- [DOCUMENT]
● ● ● ● ● ● ●

A.J. O’Connell is the author of two published novellas: Beware the Hawk and The Eagle & The Arrow. All she’s ever wanted to do in life is read and write books, and so, is constantly writing at least one novel. She holds an MFA in creative fiction, but despite the best efforts of her teachers at Fairfield University's low-residency program, remains a huge dork for sci-fi, fantasy and comic books. She is a journalist and has taught journalism to college students. She blogs about feminism, the writing life, and whatever else comes into her head at www.ajoconnell.com. Blog: A.J. O'Connell Twitter: @ann_oconnell

Frank Herbert’s Dune is less than 500 pages long, but somehow is a never-ending treasure trove of quotes, from Bene Gesserit mantras to the flowery prose of the underappreciated Princess Irulan. Every time I read the novel I find a new quotable passage, and I’ve been reading the book since I was young enough to identify with Paul. (Now I’m old enough to identify with his parents.)

Every adaptation makes these quotes their own—Virginia Madsen’s Irulan introducing 1984’s Dune by intoning “A beginning is a delicate time” or William Hurt’s extreme gravitas as Duke Leto in 2000, telling his son that the Atreides need “desert power.” Judging by the trailer, the new film will be no exception.

In honor of the new film—now coming in 2021—here are 100 of my favorite quotes, in order, with page numbers, according to my battered 1990 paperback copy of Dune. (Your page numbers may vary, depending on what edition you have.)

The Best Dune Quotes

“A beginning is the time for taking the most delicate care that the balances are correct. This every sister of the Bene Gesserit knows.” —from the Manual of Muad’Dib by the Princess Irulan, p. 3

Arrakis—Dune—Desert Planet, p. 4

“Teaching is one thing. The basic ingredient is another.” pp. 6–7

“I hold at your neck the gom jabbar,” she said. “The gom jabbar, the high-handed enemy. It’s a needle with a drop of poison on its tip. Ah-ah! Don’t pull away or you’ll feel that poison.” p. 8

“I must not fear. Fear is the mind-killer. Fear is the little death that brings total obliteration. I will face my fear. I will permit it to pass over me and through me. And when it has gone past I will turn the inner eye to see its path. Where the fear has gone there will be nothing. Only I will remain.” p. 8

“What’s in the box?”

● ● ● ● ● ● ●

- [DATA ENTRIES]

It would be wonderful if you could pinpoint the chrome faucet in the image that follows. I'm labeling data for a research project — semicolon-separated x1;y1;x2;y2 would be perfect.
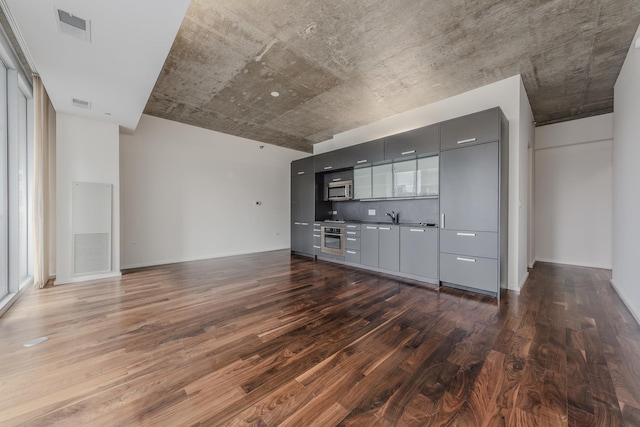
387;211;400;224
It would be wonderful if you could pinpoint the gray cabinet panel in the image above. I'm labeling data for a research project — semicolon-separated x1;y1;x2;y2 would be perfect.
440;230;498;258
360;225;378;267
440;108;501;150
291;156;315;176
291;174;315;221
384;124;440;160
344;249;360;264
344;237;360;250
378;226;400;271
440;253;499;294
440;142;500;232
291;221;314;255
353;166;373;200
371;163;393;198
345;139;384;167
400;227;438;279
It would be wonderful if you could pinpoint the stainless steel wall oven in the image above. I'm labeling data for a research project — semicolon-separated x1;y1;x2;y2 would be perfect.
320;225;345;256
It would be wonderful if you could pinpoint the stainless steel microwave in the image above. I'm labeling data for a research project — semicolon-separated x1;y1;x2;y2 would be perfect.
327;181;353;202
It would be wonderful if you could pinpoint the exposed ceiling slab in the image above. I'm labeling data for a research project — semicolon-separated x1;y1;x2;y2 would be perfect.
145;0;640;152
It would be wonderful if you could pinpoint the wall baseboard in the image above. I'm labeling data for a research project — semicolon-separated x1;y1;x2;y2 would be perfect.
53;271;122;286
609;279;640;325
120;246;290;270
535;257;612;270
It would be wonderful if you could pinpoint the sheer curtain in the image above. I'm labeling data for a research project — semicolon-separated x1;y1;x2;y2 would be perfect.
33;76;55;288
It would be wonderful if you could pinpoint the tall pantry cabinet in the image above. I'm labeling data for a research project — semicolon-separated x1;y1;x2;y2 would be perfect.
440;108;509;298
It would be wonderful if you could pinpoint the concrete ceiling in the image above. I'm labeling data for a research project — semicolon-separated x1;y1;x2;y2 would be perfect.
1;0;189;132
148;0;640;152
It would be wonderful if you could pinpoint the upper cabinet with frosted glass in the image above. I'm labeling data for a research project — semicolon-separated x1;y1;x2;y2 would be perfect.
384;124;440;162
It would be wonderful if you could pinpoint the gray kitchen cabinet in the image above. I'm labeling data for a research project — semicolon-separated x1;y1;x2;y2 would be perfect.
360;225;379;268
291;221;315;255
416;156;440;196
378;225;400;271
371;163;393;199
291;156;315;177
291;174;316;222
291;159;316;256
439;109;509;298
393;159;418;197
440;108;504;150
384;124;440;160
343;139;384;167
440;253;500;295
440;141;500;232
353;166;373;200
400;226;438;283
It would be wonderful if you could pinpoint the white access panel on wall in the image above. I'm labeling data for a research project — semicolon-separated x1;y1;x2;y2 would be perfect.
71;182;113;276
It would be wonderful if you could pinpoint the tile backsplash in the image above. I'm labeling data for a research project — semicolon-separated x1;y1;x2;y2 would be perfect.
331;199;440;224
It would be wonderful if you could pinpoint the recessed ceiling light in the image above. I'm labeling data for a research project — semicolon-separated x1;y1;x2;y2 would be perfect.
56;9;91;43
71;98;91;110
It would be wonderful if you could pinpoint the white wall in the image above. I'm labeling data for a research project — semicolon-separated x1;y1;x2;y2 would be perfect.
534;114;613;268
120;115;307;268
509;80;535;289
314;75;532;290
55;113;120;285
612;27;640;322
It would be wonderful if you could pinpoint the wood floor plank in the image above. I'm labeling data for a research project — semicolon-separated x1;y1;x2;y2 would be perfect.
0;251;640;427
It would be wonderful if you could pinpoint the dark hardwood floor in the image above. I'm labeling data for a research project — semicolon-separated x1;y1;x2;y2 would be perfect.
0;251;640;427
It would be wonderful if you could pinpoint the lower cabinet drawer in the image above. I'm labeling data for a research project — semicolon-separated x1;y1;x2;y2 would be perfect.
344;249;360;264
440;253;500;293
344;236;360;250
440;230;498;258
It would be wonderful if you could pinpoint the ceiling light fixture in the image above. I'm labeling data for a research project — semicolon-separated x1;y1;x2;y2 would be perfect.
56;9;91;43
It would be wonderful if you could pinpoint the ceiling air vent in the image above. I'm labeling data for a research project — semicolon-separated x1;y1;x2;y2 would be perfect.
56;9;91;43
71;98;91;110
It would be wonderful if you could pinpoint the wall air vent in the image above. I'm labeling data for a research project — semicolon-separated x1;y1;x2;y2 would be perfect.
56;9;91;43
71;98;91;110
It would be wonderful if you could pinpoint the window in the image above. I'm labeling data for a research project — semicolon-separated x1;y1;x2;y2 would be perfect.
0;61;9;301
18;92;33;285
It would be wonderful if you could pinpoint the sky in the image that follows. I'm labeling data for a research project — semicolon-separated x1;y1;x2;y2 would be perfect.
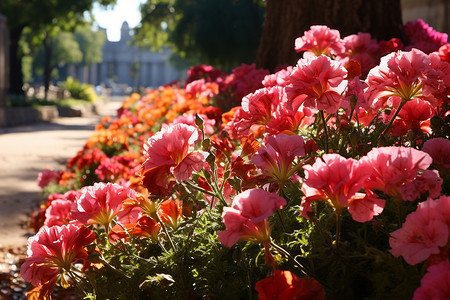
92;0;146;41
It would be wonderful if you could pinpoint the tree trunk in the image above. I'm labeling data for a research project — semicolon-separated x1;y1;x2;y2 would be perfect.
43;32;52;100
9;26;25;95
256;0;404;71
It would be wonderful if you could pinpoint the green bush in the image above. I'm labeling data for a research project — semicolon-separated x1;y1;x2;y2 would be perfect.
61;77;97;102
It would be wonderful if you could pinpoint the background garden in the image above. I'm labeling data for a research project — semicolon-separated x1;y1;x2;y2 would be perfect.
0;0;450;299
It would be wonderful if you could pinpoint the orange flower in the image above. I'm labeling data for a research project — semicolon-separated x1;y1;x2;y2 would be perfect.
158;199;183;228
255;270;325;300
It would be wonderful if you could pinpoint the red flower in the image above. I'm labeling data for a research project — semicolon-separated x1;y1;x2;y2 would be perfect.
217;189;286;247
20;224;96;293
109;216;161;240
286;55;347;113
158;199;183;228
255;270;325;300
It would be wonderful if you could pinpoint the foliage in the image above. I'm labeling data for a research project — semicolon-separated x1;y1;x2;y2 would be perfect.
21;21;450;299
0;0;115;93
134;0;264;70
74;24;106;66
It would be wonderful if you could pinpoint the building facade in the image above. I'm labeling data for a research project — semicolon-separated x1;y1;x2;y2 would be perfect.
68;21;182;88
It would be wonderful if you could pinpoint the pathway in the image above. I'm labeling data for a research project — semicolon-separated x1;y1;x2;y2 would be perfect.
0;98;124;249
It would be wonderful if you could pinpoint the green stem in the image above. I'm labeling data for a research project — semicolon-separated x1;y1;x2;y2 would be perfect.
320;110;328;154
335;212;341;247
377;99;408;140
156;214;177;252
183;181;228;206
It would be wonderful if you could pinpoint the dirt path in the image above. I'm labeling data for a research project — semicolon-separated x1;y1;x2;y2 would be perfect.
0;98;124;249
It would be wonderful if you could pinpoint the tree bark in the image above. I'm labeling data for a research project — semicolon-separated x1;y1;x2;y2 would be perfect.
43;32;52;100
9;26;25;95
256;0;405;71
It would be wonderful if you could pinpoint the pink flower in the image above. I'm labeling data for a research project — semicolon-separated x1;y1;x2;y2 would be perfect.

● ● ● ● ● ● ●

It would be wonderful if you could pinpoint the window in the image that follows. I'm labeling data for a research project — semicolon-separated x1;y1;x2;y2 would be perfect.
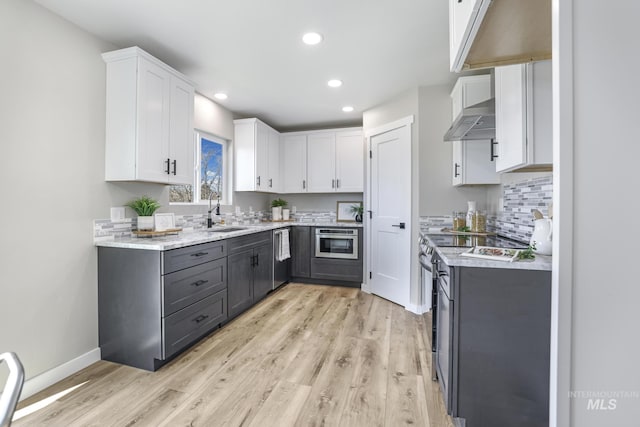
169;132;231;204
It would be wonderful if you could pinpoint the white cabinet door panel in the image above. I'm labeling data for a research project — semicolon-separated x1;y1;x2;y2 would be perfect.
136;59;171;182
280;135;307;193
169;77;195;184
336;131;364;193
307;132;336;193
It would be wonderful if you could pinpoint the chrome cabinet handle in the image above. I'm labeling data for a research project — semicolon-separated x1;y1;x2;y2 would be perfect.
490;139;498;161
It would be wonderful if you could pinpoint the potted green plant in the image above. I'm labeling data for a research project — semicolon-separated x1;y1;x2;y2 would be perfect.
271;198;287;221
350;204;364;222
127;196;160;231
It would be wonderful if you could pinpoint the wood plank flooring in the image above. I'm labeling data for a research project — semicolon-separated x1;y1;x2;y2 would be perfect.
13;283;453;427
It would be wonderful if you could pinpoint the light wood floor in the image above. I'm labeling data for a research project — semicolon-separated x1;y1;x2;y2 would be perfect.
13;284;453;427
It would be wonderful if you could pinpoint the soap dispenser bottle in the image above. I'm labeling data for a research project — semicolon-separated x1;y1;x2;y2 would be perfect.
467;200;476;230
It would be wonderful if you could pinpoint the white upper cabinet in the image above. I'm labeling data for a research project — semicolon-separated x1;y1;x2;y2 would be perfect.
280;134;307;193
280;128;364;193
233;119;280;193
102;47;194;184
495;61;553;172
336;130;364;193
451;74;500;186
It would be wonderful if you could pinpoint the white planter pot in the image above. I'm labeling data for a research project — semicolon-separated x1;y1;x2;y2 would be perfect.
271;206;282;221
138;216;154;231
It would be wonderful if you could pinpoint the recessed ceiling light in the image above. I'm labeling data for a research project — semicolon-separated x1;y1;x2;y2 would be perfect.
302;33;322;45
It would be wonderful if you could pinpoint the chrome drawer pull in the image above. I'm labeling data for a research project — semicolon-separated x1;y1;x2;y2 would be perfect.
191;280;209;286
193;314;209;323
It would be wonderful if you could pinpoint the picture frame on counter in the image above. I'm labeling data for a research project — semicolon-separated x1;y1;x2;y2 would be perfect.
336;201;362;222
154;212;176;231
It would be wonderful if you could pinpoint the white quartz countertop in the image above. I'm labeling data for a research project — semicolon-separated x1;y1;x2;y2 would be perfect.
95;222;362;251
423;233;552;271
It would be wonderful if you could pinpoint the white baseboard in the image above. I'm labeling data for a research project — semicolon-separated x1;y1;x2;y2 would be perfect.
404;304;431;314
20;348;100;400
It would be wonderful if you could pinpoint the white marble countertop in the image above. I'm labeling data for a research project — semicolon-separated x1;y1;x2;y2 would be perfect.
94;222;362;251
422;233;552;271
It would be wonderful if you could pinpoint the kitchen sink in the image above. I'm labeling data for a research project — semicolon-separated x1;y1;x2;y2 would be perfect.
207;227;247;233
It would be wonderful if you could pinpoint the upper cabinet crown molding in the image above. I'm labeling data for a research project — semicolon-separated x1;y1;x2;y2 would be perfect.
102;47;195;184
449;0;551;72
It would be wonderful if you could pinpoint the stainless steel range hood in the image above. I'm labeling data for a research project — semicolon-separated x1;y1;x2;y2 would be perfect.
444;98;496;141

● ● ● ● ● ● ●

- [THE EXERCISE]
Copy the Dune quotes article between "Frank Herbert’s Dune" and "be no exception.", inclusive, and switch "treasure trove" to "gold mine".

- [SOLUTION FOR THIS EXERCISE]
Frank Herbert’s Dune is less than 500 pages long, but somehow is a never-ending gold mine of quotes, from Bene Gesserit mantras to the flowery prose of the underappreciated Princess Irulan. Every time I read the novel I find a new quotable passage, and I’ve been reading the book since I was young enough to identify with Paul. (Now I’m old enough to identify with his parents.)

Every adaptation makes these quotes their own—Virginia Madsen’s Irulan introducing 1984’s Dune by intoning “A beginning is a delicate time” or William Hurt’s extreme gravitas as Duke Leto in 2000, telling his son that the Atreides need “desert power.” Judging by the trailer, the new film will be no exception.